- _Do this_: Locate every line in the data below that contains the string "vent", and copy each of those lines in full.
^^^^
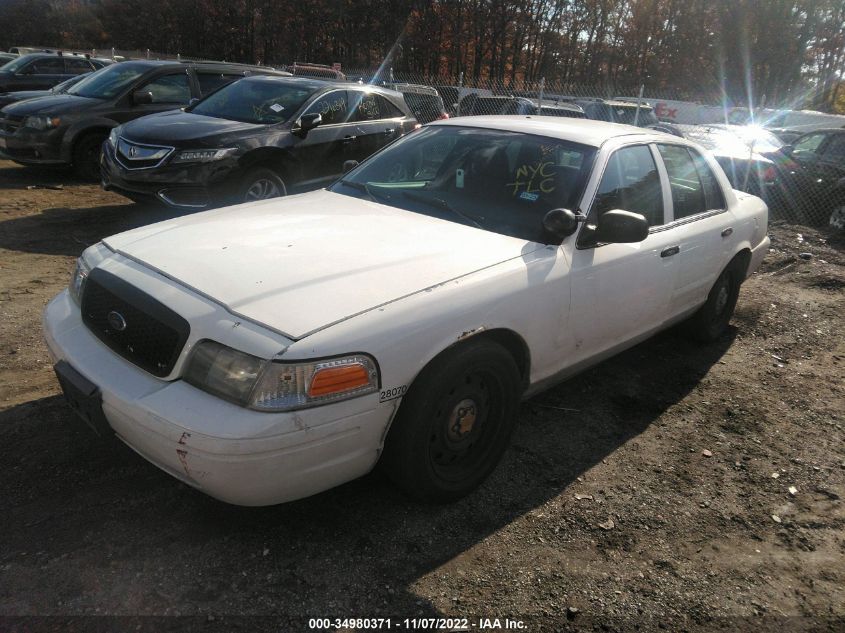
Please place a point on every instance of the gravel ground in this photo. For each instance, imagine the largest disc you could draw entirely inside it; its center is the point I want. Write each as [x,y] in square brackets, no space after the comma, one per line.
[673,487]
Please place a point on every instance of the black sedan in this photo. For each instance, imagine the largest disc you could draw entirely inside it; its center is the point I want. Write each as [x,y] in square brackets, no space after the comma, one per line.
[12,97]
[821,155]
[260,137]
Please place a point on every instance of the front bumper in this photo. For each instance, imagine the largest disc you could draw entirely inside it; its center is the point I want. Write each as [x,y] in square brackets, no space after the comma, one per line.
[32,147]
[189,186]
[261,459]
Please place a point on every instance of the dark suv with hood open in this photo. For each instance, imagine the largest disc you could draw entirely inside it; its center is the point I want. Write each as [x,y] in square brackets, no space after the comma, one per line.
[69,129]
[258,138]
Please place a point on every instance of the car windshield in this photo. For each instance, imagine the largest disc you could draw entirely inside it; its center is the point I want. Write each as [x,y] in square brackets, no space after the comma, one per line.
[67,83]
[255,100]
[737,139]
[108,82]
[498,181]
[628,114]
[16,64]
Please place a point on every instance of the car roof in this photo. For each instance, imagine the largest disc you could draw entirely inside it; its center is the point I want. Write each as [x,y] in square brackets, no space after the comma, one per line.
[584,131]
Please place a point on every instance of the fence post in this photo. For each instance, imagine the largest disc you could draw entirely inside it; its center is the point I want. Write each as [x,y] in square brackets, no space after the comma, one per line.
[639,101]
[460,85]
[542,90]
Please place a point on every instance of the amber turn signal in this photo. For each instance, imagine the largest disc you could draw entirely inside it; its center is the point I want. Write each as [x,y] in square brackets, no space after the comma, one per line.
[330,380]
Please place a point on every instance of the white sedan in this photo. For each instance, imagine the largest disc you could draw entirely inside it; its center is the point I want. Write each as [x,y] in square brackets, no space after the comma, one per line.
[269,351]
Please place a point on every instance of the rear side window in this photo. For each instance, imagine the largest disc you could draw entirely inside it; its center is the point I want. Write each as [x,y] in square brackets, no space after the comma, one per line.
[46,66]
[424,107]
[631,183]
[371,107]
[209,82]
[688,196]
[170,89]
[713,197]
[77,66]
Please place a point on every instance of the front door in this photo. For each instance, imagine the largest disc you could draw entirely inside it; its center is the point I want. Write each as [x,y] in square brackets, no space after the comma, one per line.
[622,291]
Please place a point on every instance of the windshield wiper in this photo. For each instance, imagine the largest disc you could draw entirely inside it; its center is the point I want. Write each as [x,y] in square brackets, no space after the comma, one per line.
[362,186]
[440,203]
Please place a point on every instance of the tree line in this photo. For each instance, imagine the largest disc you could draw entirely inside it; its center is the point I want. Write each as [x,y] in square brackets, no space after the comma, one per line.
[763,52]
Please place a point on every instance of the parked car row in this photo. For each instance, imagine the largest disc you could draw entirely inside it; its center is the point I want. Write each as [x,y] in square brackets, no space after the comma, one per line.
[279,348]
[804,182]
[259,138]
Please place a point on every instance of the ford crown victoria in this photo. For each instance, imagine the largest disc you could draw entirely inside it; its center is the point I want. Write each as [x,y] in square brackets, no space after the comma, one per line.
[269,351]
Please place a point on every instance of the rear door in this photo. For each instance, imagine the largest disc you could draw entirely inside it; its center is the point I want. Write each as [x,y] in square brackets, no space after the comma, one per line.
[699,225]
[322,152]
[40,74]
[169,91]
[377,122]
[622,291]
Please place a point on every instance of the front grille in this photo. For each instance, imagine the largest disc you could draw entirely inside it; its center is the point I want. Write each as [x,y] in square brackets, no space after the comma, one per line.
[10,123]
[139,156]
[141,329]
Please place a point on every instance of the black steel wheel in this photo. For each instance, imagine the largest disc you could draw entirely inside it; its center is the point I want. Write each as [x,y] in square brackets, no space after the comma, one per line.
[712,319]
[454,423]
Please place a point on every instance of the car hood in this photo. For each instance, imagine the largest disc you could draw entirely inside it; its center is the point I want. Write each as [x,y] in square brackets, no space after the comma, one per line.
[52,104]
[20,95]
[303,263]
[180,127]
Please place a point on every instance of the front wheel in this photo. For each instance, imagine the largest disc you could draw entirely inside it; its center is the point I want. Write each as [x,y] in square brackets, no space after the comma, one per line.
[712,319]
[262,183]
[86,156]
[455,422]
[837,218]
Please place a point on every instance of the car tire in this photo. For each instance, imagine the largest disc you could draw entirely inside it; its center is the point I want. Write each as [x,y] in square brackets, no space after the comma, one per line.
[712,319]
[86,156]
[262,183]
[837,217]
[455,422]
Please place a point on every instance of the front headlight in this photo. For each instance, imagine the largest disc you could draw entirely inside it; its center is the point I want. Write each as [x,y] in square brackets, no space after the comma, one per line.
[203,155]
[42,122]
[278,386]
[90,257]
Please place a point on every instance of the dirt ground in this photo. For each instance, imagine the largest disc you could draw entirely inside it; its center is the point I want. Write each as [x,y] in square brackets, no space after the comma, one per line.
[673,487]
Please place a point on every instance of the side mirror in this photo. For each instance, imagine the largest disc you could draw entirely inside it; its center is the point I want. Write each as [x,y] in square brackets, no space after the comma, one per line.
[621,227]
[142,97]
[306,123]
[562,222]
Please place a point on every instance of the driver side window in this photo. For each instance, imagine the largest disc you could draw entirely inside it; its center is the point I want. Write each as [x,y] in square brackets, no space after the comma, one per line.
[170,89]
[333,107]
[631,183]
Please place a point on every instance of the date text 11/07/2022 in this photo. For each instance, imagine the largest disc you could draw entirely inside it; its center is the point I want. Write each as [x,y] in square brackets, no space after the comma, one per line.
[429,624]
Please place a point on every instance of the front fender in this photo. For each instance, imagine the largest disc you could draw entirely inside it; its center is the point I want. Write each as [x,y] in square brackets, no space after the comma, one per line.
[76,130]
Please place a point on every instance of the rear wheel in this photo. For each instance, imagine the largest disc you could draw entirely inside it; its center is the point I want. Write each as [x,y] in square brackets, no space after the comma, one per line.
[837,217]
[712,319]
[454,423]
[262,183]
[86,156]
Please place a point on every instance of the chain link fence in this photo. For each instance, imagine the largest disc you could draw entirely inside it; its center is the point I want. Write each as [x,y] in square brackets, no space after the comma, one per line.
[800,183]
^^^^
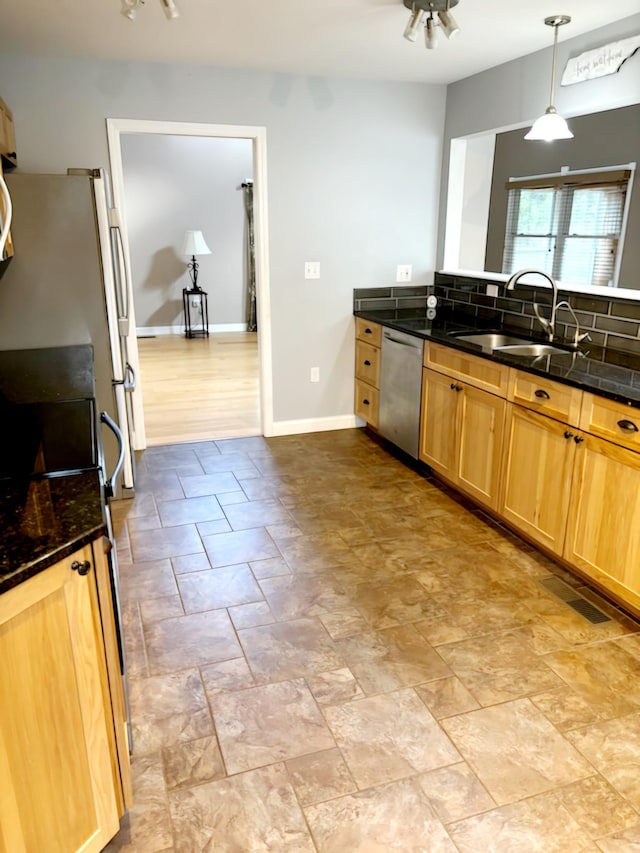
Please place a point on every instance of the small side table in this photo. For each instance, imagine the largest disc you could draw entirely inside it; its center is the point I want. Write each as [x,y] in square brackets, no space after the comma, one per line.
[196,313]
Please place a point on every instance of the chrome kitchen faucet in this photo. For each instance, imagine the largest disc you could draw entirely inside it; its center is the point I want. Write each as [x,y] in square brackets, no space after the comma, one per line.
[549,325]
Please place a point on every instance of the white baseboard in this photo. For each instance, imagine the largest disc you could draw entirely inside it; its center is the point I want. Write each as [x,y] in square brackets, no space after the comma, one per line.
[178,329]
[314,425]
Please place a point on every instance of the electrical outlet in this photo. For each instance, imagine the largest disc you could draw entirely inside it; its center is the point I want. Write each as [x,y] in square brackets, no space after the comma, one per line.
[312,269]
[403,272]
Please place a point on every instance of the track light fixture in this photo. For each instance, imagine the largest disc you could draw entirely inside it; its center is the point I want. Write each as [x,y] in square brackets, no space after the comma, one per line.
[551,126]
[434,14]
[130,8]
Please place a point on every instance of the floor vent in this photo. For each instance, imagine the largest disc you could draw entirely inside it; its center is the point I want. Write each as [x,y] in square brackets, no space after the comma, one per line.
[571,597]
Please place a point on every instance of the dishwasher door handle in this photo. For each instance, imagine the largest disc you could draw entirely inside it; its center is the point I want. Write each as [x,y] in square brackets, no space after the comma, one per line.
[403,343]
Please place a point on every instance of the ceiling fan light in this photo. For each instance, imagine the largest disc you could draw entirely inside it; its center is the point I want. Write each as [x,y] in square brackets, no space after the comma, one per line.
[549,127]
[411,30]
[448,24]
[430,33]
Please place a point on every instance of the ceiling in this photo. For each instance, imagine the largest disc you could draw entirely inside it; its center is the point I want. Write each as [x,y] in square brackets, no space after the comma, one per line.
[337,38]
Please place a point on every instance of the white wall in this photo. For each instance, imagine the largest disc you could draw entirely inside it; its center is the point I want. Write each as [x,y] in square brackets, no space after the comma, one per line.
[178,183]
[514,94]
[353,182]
^^^^
- _Answer to the task_:
Please place a point on every instance of the floor vent in this photo. For each instance, imagine the largest disc you could draw entirely inside it; its center is the point I want. Write each as [x,y] in square brackets, no space after the comma, one per line.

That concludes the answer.